▶ _What you need to do_
Your answer should be the lines from the one containing "just need a quick box around the downspout" through the final line below, copied exactly.
- - -
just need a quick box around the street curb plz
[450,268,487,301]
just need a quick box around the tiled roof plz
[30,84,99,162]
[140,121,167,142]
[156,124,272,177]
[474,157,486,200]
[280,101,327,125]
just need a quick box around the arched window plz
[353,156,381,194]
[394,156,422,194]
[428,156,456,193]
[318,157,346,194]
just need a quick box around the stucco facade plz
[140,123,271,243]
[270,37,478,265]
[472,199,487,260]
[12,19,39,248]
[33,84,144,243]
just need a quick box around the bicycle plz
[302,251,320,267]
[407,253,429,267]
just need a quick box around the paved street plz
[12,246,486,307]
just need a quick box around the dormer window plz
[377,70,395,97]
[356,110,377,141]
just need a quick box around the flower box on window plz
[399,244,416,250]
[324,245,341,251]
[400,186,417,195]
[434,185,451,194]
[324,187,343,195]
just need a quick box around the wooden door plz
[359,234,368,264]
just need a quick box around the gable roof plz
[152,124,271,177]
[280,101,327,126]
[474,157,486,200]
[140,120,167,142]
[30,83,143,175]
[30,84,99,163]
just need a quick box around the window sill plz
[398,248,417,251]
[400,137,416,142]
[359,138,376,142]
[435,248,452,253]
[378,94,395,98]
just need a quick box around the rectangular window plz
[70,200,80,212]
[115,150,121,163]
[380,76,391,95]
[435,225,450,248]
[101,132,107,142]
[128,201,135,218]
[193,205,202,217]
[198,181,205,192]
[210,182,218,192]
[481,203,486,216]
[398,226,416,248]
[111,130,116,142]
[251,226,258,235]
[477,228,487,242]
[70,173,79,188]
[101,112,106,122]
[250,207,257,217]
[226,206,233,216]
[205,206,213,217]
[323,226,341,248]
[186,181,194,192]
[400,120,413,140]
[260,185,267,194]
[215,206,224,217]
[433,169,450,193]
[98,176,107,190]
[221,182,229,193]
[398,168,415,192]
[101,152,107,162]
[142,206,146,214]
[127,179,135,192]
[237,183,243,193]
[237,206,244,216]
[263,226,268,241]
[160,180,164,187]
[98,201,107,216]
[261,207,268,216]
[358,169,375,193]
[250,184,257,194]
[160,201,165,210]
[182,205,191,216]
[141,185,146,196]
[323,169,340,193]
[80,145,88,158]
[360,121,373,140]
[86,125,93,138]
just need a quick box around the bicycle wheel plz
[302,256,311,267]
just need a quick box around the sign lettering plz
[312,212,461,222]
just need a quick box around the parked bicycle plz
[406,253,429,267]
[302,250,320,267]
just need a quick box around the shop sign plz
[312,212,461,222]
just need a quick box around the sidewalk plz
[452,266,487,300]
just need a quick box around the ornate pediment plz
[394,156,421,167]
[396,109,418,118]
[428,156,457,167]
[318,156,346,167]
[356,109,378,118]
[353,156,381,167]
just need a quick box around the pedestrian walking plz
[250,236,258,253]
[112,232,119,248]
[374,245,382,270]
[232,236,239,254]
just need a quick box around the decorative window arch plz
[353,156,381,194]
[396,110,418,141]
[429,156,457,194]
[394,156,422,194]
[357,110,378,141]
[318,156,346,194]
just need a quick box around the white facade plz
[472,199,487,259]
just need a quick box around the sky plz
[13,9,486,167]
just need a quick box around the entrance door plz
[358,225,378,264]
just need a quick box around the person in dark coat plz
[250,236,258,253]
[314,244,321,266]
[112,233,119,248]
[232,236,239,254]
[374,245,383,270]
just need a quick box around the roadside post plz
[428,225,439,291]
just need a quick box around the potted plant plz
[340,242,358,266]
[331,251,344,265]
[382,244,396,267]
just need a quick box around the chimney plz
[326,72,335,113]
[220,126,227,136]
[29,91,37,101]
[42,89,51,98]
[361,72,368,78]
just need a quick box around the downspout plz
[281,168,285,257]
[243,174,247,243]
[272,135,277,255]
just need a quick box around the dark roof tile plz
- - -
▶ _Result_
just need a quick box around the downspout plz
[281,168,285,257]
[243,174,247,243]
[272,135,277,255]
just need a quick box around the dark roof tile plz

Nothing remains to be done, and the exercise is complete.